Dataset entries:
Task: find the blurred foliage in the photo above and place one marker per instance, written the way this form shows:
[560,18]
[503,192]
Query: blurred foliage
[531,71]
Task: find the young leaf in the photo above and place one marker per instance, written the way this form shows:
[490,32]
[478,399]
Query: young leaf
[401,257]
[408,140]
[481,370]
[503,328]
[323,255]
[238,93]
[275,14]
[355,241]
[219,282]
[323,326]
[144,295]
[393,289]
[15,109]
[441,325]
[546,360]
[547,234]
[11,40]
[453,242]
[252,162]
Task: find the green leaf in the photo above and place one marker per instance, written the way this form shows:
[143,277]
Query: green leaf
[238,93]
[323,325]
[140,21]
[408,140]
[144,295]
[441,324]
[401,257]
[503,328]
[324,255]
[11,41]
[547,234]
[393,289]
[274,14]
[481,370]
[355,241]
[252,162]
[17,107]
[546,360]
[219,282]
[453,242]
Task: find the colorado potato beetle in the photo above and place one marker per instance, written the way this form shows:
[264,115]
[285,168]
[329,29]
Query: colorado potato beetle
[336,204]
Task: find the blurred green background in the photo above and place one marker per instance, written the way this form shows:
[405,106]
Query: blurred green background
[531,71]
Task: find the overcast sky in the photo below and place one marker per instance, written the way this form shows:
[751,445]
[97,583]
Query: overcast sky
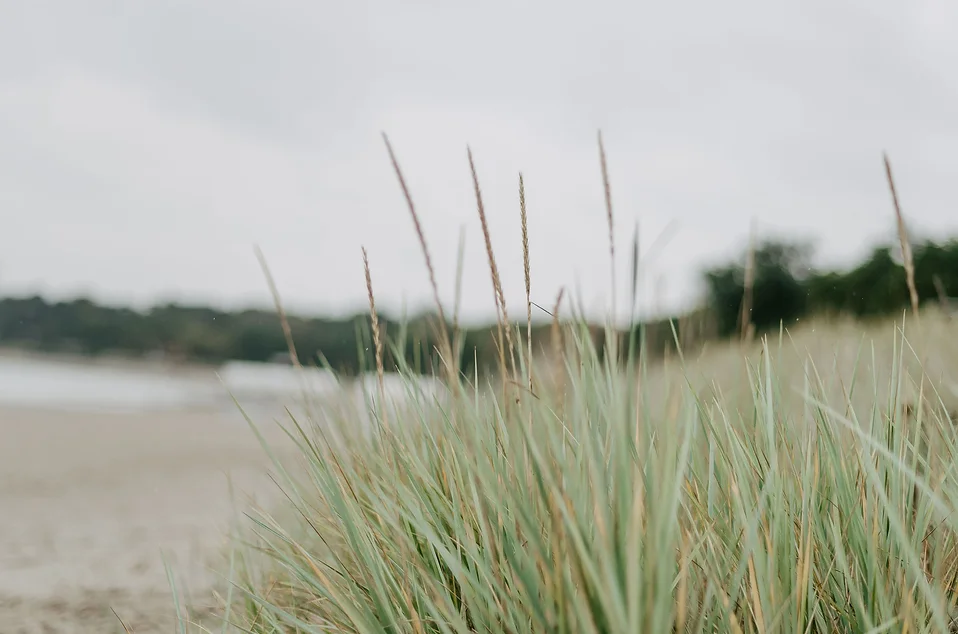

> _PROMPT_
Please render every line of the items above as a Markdown table with the columns Row and Line, numbering the rows and skipping blank lines. Leave the pictures out of the table.

> _THE COMPLETED TASK_
| Row | Line |
|---|---|
| 1 | Task: find the blurred foliage in the photo above and place one marker per instance, written the way this form shows: |
| 2 | [560,18] |
| 3 | [503,192] |
| 4 | Query: blurred foliage |
| 5 | [531,71] |
| 6 | Task: find the young leaf in the photo above and place one marker per instance, written the way this form shows: |
| 7 | [490,32] |
| 8 | [478,399] |
| 9 | Query: young leaf |
| 10 | [401,257] |
| 11 | [408,140] |
| 12 | [481,370] |
| 13 | [503,328] |
| 14 | [323,255] |
| 15 | [238,93] |
| 16 | [275,14] |
| 17 | [355,241] |
| 18 | [219,282] |
| 19 | [323,326] |
| 20 | [144,295] |
| 21 | [393,289] |
| 22 | [15,109] |
| 23 | [441,325] |
| 24 | [546,360] |
| 25 | [547,234] |
| 26 | [11,40] |
| 27 | [453,242] |
| 28 | [252,162] |
| 29 | Task: find the green leaf in the photo above and place one marker per instance, written the way this form shows: |
| 30 | [143,277] |
| 31 | Query: green leaf |
| 32 | [238,93] |
| 33 | [323,325] |
| 34 | [140,21] |
| 35 | [408,140] |
| 36 | [144,295] |
| 37 | [441,324] |
| 38 | [401,257] |
| 39 | [503,328] |
| 40 | [324,255] |
| 41 | [11,41] |
| 42 | [547,234] |
| 43 | [393,289] |
| 44 | [274,14] |
| 45 | [481,370] |
| 46 | [355,241] |
| 47 | [252,162] |
| 48 | [17,107] |
| 49 | [546,360] |
| 50 | [219,282] |
| 51 | [453,242] |
| 52 | Task: find the colorado potato beetle in the photo above and place one marker per instance, written the way this form shows: |
| 53 | [264,115] |
| 54 | [285,168] |
| 55 | [329,29] |
| 56 | Query: colorado potato beetle |
| 57 | [336,204] |
| 58 | Task: find the blurred green background in the photo above and place one marker per instance, written the way this form shows: |
| 59 | [405,106] |
| 60 | Query: blurred green background |
| 61 | [531,71] |
| 62 | Task: find the overcast sky in the photo below and place one marker per instance, written the way this form shows: |
| 63 | [751,445] |
| 64 | [97,583] |
| 65 | Query: overcast sky |